- [DATA TO USE]:

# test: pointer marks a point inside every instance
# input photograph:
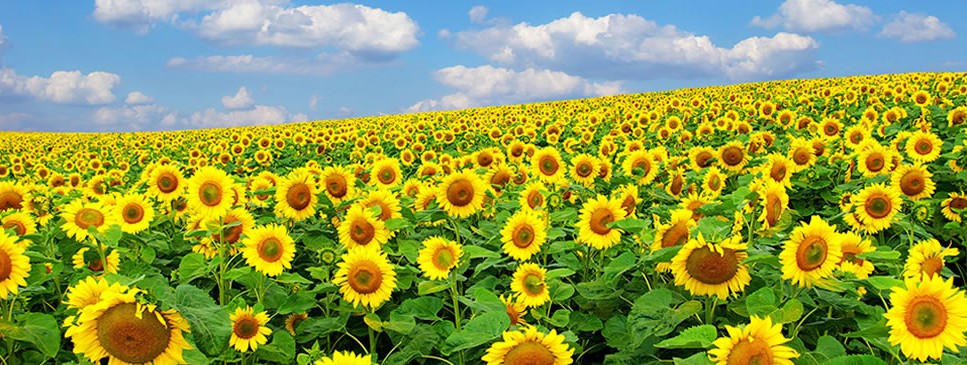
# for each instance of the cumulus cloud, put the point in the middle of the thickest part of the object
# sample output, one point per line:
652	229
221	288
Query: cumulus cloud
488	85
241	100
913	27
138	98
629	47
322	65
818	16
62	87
---
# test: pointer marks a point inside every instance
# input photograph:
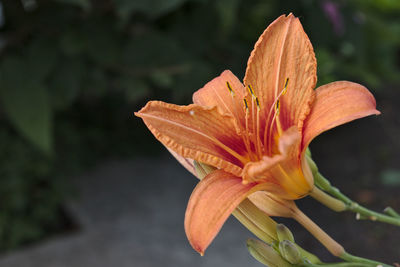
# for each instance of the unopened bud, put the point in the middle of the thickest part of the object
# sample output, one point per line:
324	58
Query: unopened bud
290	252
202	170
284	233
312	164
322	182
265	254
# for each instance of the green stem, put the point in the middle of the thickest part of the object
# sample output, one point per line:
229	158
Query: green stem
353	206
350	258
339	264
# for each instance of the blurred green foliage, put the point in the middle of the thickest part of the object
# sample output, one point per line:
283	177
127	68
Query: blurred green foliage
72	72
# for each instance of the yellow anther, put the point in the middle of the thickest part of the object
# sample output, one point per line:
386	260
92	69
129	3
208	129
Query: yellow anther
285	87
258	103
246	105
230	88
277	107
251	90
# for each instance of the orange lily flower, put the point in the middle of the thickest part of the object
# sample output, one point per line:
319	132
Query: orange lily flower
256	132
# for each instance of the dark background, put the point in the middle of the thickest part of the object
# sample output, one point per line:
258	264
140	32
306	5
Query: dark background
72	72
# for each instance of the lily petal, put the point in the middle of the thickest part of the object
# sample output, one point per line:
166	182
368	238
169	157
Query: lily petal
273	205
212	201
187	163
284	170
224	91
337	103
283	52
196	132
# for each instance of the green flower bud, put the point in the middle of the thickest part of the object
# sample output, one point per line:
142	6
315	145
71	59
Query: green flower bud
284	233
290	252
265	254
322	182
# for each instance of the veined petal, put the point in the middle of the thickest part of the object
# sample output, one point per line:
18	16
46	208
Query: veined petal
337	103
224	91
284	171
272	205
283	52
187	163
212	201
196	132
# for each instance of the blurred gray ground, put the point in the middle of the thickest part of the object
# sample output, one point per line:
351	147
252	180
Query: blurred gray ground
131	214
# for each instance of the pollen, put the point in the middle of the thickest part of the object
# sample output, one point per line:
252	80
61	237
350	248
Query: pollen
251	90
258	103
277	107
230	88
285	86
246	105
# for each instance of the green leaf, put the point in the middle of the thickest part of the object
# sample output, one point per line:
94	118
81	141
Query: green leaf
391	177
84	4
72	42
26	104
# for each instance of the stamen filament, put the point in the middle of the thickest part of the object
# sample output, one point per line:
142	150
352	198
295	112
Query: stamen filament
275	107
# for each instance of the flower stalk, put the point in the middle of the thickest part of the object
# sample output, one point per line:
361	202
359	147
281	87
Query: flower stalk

- [WHAT IS NEEDED]: Switch "flower stalk" to "flower stem" in the data. Begin at the line that has "# for each instance of the stamen", stop after the line that has "Query: flower stalk", and give back only those lines with nothing else changed.

- [EXERCISE ANSWER]:
# for each instance of the stamen filament, put the point in the middle of the thickest part of the object
# sample output, one point per line:
142	150
352	198
295	112
Query: stamen filament
275	107
# for each instance of the flower stem, put the point in the middle of the thickest part of the object
# sample output, one point per line:
361	202
359	147
281	87
Query: flower stem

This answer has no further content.